§ **TRY IT**: Copy every record below exactly.

*** Opening GIVEN DATA ***

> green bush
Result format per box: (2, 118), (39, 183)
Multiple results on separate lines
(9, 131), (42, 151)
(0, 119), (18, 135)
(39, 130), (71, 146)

*** Closing GIVEN DATA ***

§ **EXERCISE OUTPUT**:
> green bush
Result format per box: (2, 118), (39, 183)
Multiple results on separate lines
(9, 131), (42, 151)
(0, 119), (18, 135)
(39, 130), (71, 146)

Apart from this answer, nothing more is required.